- TASK STATEMENT
Can you turn the listing, from its very start through the line containing "Query: building facade", inclusive, into a JSON list of strings with one string per line and no blank lines? Leave the pictures out.

- DATA FOR THIS EXERCISE
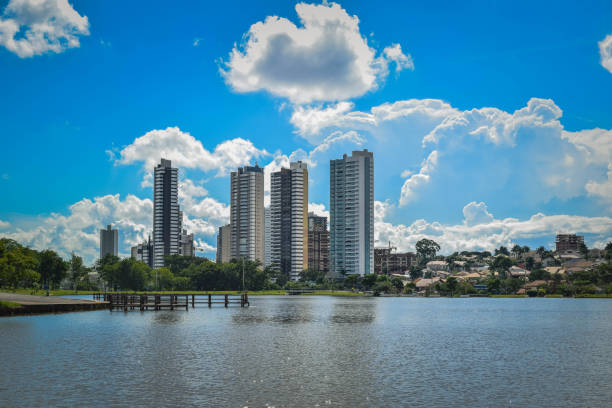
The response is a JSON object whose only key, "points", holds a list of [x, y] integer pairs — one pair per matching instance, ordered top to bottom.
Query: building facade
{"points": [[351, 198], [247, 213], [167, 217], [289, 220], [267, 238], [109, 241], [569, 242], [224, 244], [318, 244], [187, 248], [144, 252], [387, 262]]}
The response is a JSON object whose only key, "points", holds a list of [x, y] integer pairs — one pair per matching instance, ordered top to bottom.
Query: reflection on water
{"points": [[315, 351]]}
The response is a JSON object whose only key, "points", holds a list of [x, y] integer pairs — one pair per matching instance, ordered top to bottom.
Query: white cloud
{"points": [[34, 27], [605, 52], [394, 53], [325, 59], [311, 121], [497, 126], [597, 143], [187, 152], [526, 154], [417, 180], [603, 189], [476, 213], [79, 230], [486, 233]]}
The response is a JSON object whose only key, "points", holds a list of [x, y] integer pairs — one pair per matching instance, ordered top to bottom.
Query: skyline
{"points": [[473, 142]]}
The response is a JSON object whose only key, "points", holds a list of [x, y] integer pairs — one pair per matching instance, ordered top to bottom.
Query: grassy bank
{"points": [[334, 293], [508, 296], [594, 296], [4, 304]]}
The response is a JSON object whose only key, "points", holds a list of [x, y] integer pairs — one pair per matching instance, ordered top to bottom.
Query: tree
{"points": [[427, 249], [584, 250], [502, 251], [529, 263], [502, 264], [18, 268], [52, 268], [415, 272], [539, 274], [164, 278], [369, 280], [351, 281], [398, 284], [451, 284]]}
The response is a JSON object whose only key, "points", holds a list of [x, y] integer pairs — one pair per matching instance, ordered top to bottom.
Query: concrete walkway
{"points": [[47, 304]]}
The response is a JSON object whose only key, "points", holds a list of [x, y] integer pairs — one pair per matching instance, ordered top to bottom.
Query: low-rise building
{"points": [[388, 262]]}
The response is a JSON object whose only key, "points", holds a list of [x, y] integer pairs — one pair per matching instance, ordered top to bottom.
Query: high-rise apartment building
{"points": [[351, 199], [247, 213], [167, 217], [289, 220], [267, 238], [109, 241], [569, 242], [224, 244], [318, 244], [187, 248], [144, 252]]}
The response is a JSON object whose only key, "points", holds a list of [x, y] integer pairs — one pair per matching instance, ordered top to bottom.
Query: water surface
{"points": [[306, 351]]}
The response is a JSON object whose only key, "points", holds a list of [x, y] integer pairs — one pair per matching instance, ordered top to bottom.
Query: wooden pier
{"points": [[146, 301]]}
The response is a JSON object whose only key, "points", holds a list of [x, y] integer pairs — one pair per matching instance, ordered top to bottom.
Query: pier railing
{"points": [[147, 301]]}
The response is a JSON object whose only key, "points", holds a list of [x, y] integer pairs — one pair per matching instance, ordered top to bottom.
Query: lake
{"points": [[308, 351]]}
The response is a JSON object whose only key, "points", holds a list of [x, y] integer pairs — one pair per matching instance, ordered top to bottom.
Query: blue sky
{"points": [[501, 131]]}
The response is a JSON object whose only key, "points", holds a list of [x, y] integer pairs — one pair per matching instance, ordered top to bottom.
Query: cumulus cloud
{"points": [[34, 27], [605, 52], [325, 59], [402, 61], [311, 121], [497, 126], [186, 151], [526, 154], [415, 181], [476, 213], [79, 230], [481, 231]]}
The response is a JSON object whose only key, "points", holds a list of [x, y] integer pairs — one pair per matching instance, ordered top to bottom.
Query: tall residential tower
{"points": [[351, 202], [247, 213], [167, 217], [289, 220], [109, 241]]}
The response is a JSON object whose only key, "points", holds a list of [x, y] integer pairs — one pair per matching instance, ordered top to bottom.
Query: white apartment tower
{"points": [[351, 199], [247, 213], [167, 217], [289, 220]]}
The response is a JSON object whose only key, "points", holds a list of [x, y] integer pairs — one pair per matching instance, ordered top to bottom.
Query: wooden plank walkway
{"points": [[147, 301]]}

- THE COMPLETED TASK
[
  "The response is a JSON object whose only key, \"points\", holds a list of [x, y] integer pairs — one pair per matching instance, ordered top to bottom.",
  "Query: building facade"
]